Items from a labeling collection:
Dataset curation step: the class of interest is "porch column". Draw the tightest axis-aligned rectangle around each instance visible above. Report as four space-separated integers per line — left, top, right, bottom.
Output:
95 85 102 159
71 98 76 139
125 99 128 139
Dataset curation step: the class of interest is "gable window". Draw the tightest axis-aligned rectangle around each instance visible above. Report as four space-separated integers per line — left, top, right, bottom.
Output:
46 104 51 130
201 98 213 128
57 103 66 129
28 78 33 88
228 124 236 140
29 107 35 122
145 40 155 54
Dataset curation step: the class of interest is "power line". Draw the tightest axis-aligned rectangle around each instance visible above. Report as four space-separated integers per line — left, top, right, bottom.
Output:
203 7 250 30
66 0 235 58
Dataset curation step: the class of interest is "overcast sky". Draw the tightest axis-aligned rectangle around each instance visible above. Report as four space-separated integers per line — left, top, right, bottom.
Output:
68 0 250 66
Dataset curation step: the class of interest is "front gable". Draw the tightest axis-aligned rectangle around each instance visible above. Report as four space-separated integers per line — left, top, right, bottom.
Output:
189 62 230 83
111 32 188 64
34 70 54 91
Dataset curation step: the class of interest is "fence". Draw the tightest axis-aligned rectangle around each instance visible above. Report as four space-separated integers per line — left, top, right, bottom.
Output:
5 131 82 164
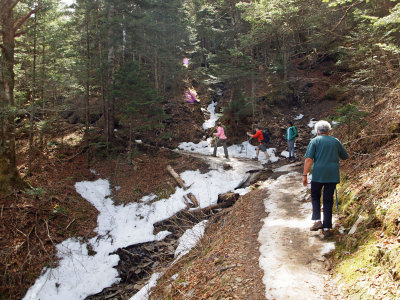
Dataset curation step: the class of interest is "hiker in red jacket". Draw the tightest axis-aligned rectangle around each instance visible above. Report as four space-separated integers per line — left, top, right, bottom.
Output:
247 126 270 163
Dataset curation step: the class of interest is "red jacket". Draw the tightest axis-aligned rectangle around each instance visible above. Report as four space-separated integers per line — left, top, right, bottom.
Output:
252 129 264 144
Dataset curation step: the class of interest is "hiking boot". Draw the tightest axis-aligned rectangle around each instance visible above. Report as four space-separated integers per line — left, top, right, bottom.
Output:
322 229 333 238
310 221 324 231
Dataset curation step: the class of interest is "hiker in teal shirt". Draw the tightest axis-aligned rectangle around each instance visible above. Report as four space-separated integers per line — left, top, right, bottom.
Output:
303 121 349 237
286 121 297 160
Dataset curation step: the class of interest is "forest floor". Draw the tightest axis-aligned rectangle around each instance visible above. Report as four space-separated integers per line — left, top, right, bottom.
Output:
150 156 342 300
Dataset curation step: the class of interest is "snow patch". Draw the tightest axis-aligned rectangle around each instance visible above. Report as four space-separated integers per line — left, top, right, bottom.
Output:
24 169 245 300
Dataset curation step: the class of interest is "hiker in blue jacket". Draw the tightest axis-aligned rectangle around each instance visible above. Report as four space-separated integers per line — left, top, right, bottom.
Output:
303 120 349 237
285 121 297 160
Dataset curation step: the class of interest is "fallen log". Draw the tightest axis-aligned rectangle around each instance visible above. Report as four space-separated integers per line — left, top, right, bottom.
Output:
167 165 187 191
167 165 199 208
153 193 239 234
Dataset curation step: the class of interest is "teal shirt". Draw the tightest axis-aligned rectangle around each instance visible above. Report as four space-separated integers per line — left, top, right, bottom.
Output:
286 125 297 141
305 135 349 183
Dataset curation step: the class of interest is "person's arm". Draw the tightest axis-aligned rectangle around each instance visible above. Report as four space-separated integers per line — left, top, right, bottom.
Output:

__To do__. Identify every line that contains the word "floor", and copy each of those lines. Case counts.

__Output for this task__.
Dataset curation step: the class of interest is "forest floor". Draw the tightest axis-aligned rectangle around each instance visible above. Report as four space-separated integers per line — left, top, right, bottom.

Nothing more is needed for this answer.